History of Income Tax

OK, so what is the actual history of income tax. I mean, why do we have to pay it. Right? Who's bright idea was it? Read on to find the culprit

INCOME tax was introduced by William Pitt the Younger nearly 200 years ago to finance the struggle against Napoleonic France. Subsequent wars have brought big changes in tax.
The schedules of the new tax listed sources of income. The list began with property, moved on to woodlands, through trade, profession or vocation, Crown appointments and ended with a final catch-all for income which did not come within any of the other categories. In a history of the tax system, John Kay wrote: "The idea that employees were people of sufficient standing to be liable for income tax was not conceived of." Yet that catch- all now catches most of us.

In Victorian Britain it caught few people. Aside from the burden of running a blue-water navy, this was the era of the nightwatchman state. There was only one rate of income tax and the highest it reached was 62/3 per cent, during the Crimean War. In the mid-19th century, there were fewer than half-a-million taxpayers.

====

▶ Given task A
Please copy out every line of the dataset rows listing below word for word, leaving out the picture.
▶ Given task B
Extend the history of income tax above, picking up after its final sentence.

▶ Dataset rows
====

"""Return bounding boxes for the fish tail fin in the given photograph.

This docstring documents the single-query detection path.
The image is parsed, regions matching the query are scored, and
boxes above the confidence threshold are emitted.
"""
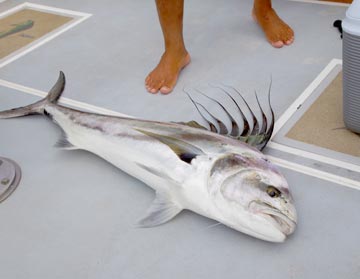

====

▶ Result A
"""Return bounding boxes for the fish tail fin in the given photograph.

This docstring documents the single-query detection path.
The image is parsed, regions matching the query are scored, and
boxes above the confidence threshold are emitted.
"""

▶ Result B
As Chancellor, William Gladstone described income tax as "an engine of gigantic power for great national purposes" - though he aspired to abolish it. But the engine was running at low power even at the start of the 20th century, when the Inland Revenue still had fewer than a million taxpayers in its trawl. The first step to progressive rates of income tax came with Lloyd George in his "people's budget" of 1909. His "supertax" was only eight per cent - charged on incomes equivalent to more than pounds 200,000 in today's money. But in the First World War top rates rose to over 50 per cent.

On the eve of the Second World War, those paying income tax still amounted to less than one in five of the working population. By the end the number of taxpayers had tripled to 12 million and the pay-as-you-earn system was devised, though the Inland Revenue had insisted that deducting tax before income was paid could not be done.

Today 25,700,000 people pay income tax, which accounts for a quarter of government revenue.